%%

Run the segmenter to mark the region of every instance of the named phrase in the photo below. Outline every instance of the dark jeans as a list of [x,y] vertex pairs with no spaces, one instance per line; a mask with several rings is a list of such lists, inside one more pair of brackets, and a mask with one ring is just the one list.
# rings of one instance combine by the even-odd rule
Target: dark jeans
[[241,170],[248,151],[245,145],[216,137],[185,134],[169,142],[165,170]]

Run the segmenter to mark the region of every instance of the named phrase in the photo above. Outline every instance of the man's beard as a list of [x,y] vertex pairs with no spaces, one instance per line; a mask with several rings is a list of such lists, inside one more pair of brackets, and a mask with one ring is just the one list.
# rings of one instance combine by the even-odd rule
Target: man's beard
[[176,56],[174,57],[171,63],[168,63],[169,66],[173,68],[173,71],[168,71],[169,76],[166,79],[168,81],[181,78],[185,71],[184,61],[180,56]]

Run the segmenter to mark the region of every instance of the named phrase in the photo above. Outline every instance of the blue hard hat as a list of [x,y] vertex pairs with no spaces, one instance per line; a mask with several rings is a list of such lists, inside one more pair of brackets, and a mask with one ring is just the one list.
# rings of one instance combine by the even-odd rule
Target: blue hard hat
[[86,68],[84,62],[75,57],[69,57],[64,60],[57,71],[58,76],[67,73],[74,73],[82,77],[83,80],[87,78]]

%%

Could you recast all of the data above as a JSON list of strings, one string for each line, with blank lines left out?

[
  "Run the segmenter to mark the region of every instance of the named phrase in the photo below. Outline every instance of the dark jeans as a list of [x,y] vertex pairs with no spaces, one instance per line; a mask with several rings is a list of such lists, inside one more pair of brackets, and a mask with one ring is just the one list.",
  "# rings of one instance combine by the even-odd rule",
  "Target: dark jeans",
  "[[241,170],[248,151],[245,145],[216,137],[185,134],[169,142],[165,170]]",
  "Run the segmenter to mark the region of every instance of the named phrase in the photo above. Outline every instance of the man's beard as a list of [x,y] vertex pairs with no spaces, one instance per line; a mask with several rings is a list of such lists, inside one more pair of brackets, and a mask with one ring is just the one list.",
  "# rings of one instance combine by the even-odd rule",
  "Target: man's beard",
  "[[176,56],[174,57],[171,63],[168,63],[169,66],[173,68],[173,71],[168,71],[169,76],[166,79],[168,81],[181,78],[185,71],[184,61],[180,56]]",
  "Run the segmenter to mark the region of every instance of the named phrase in the photo above. Outline every instance of the blue hard hat as a list of [x,y] vertex pairs with no spaces, one instance per line; a mask with several rings is a list of such lists, inside one more pair of brackets, and a mask with one ring is just the one list.",
  "# rings of one instance combine by the even-odd rule",
  "Target: blue hard hat",
  "[[86,68],[84,62],[75,57],[69,57],[64,60],[57,71],[58,76],[67,73],[74,73],[82,77],[83,80],[87,78]]"
]